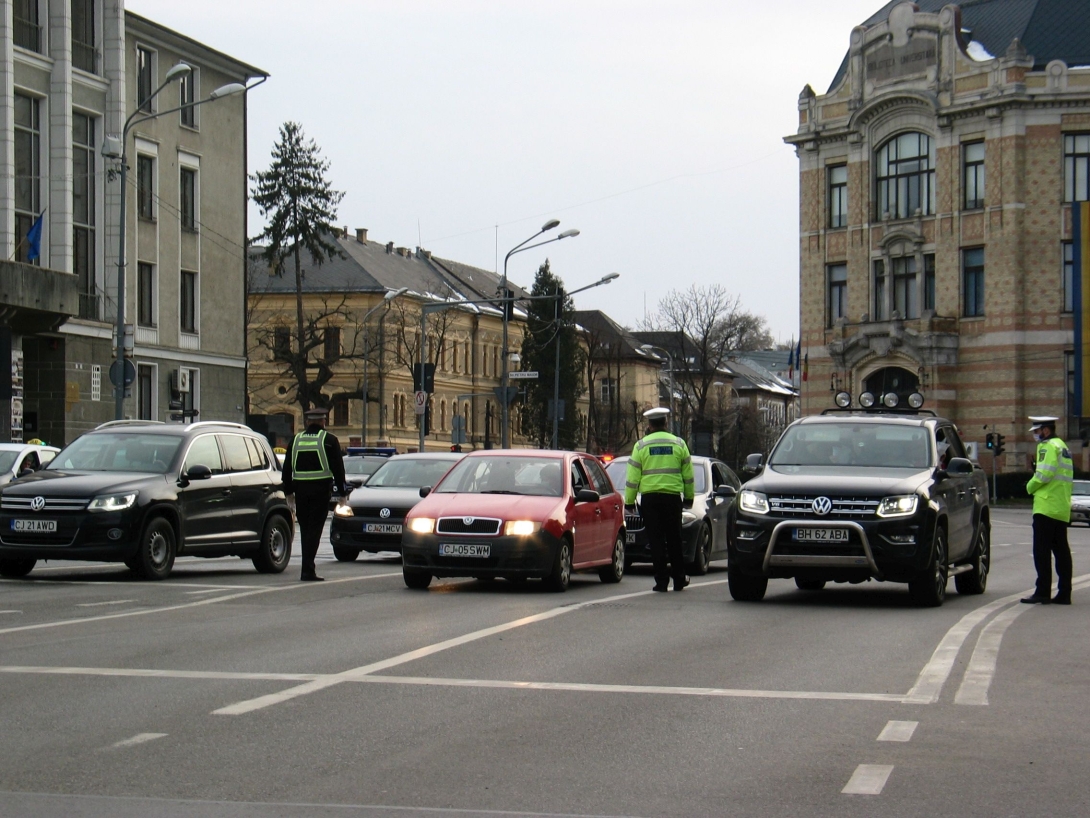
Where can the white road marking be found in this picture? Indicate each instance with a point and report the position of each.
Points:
(197, 603)
(898, 731)
(138, 738)
(99, 604)
(868, 780)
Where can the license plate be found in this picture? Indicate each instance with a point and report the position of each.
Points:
(34, 525)
(463, 549)
(821, 534)
(382, 528)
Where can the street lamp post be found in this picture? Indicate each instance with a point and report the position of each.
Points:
(385, 302)
(135, 118)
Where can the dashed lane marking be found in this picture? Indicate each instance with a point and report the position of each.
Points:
(868, 780)
(898, 731)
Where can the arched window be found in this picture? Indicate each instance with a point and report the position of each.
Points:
(905, 172)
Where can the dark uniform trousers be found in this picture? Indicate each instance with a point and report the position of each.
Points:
(662, 517)
(1050, 540)
(312, 507)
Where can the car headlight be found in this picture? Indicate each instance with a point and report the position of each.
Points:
(422, 525)
(111, 502)
(899, 506)
(753, 502)
(520, 528)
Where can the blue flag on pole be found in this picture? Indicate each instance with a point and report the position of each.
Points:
(34, 239)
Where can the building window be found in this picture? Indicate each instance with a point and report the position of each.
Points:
(837, 293)
(188, 203)
(837, 195)
(972, 157)
(972, 265)
(188, 308)
(145, 293)
(906, 177)
(905, 287)
(84, 56)
(145, 187)
(27, 171)
(1076, 167)
(145, 392)
(83, 212)
(145, 79)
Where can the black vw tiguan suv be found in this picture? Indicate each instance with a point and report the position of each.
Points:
(852, 495)
(143, 492)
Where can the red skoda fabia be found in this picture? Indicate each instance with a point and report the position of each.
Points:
(517, 514)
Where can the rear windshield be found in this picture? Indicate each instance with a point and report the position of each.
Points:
(877, 445)
(114, 452)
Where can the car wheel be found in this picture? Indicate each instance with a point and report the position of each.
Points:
(615, 572)
(419, 580)
(746, 588)
(976, 580)
(276, 546)
(702, 556)
(346, 554)
(16, 568)
(560, 577)
(929, 588)
(155, 556)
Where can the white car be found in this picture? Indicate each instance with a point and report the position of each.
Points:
(17, 457)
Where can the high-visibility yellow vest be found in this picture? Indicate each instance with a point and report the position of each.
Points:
(658, 464)
(1051, 484)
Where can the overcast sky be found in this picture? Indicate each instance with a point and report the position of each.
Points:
(461, 125)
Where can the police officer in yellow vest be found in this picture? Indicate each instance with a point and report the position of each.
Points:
(313, 471)
(1051, 486)
(659, 469)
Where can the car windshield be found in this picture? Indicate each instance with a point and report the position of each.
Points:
(409, 472)
(118, 452)
(506, 474)
(617, 469)
(875, 445)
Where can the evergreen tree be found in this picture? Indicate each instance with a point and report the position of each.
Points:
(547, 320)
(301, 206)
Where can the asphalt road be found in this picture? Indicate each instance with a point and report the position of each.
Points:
(221, 692)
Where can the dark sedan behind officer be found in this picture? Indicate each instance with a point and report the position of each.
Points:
(659, 469)
(313, 471)
(1051, 486)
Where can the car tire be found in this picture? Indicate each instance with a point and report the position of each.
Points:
(346, 554)
(559, 578)
(746, 588)
(615, 572)
(929, 588)
(16, 568)
(976, 580)
(275, 551)
(158, 545)
(702, 556)
(419, 580)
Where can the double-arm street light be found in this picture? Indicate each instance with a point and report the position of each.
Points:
(505, 437)
(177, 72)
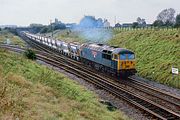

__________

[Goal of the exercise] Leave out any pictures and return exactly the lines from the beginning of the data through the line with "Where can the license", inclusive.

[Answer to this task]
Where can the white road marking be found in this picture? Indicate each instance with a point and report the position of each.
Points:
(197, 603)
(898, 731)
(138, 738)
(99, 604)
(868, 780)
Where can the license plate be found in this picture? Indicate each instance with a point and report the position of each.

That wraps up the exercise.